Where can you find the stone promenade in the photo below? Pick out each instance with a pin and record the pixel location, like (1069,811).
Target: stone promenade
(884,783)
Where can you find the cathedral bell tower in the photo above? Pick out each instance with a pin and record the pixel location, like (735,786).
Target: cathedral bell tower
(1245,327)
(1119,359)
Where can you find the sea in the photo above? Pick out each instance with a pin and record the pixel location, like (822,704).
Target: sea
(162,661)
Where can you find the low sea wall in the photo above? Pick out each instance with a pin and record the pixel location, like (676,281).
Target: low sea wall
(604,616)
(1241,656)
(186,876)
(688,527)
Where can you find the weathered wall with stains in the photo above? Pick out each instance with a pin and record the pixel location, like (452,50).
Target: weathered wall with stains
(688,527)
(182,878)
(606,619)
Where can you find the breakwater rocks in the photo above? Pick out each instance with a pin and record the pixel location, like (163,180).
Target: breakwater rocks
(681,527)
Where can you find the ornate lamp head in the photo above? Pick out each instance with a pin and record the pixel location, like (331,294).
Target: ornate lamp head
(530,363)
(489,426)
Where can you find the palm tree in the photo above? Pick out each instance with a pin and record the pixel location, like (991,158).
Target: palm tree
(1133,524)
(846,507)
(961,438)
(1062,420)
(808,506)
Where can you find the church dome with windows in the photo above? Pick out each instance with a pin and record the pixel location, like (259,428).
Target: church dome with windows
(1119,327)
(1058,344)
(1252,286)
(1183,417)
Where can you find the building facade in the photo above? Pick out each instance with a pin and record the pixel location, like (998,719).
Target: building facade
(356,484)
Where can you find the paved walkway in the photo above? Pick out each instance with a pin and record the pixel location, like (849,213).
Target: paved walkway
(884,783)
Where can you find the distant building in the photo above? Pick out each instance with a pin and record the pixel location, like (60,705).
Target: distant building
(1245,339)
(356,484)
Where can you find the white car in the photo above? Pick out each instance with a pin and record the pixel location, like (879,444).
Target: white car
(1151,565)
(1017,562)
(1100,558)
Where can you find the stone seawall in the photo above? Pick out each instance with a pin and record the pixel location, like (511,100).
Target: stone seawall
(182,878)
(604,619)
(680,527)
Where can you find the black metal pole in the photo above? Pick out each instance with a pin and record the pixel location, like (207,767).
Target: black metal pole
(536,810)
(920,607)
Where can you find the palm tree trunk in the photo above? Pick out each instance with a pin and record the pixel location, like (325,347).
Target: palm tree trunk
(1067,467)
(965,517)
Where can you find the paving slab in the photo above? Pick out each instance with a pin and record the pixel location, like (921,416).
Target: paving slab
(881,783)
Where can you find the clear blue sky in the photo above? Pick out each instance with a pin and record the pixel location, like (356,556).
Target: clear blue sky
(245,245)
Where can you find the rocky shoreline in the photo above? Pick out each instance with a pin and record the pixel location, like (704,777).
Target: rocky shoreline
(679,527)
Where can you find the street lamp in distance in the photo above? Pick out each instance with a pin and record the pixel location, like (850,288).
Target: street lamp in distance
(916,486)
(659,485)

▶ SET EXERCISE: Transcribe all of the items above line by line, keeping every word, number and mark unchanged.

▶ OUTPUT OF THE TASK:
Where can you find the stone promenade in the photo below? Pick out each instance with a pin and record the pixel location, like (1069,811).
Target: stone promenade
(884,783)
Where can you find the cathedral bell tower in the photo above? Pick out each instance with a pin and record the pixel location, like (735,786).
Target: cathedral bell tower
(1245,327)
(1119,359)
Where can you find the sea in the photo above? Pick out each instance with a pin and record the pixel location, like (822,704).
Target: sea
(162,661)
Where can you find the low sea wall in the photo above? Pick out each instance with a pin and record the pixel location, like (676,281).
Target: low sea wall
(604,616)
(1241,656)
(186,876)
(688,527)
Where can you find the weathered wall with stains in the photo above? Pick out each instance with a pin and record the pixel location, like (452,50).
Target: weathered wall with stains
(688,527)
(182,878)
(606,619)
Where can you find the breakwater rocks in the photo above? Pick out each instance with a pin and record the pixel location, like (163,180).
Target: breakwater rocks
(681,527)
Where can you find the ornate lamp head in the photo above? Pick out each instance with a pin and record the pixel location, like (331,294).
Target: ornate lamp head
(530,363)
(489,426)
Where can you find the palm tree in the photo above? Pick out each instance with a pin and record the pixel location, like (991,158).
Target: palm tree
(1133,524)
(846,507)
(961,438)
(1062,420)
(808,506)
Where can you find the church dome with windows in the photo above? Pick out each instance with a pin and record the pixel location, like (259,428).
Target: church dome with windows
(1119,327)
(1058,344)
(1252,286)
(1183,417)
Where can you find the building facade in the photo above? Pick out each instance with a pin and record the pixel location, like (998,719).
Target: building facade
(356,484)
Where can you find the paved walkway in the photo above? Pick out each instance with a pin and record the pixel location, like (849,213).
Target: paved walkway
(884,783)
Where can you find the distant building in the photo above? Pick out each instance with a pin and record the pixel location, like (60,705).
Target: distant building
(1245,339)
(356,484)
Where can you find the white car in the photo above? Pick out each instance with a pin and record the pixel location, like (879,444).
Target: white car
(1151,565)
(1017,562)
(1100,558)
Where can you find the stone seawall in the photo above? Pick out each instance with a pin and record the pixel location, like (511,100).
Target: stone seawall
(182,878)
(604,619)
(680,527)
Where can you find the black metal pole in the photo above? Pick out each instance with a pin and record the pixel location, like (207,767).
Target: black metal pole
(536,810)
(920,607)
Where can you find the palm tree trunk in the photo above? Pick out each instance with a pin and record the pixel location, like (325,347).
Target: palm tree trunk
(1067,467)
(965,517)
Where can you find the paving slab in the photo above? Pick out each instance with a pin and record the pixel location, like (921,416).
Target: paving slab
(881,783)
Where can you find the clear blue sky in the photo above? Pick out each instance with a pin and record the pixel location, like (356,556).
Target: clear blue sky
(245,245)
Where can you find the rocky shoreline in the photo above? Pick out each instance with a pin and record the pixel location, like (704,777).
Target: rocky shoreline
(679,527)
Where can you find the street lamp in distance in the photo above? Pick out each instance with a pin and record the pixel location, like (850,288).
Target: street lamp in distance
(916,486)
(659,485)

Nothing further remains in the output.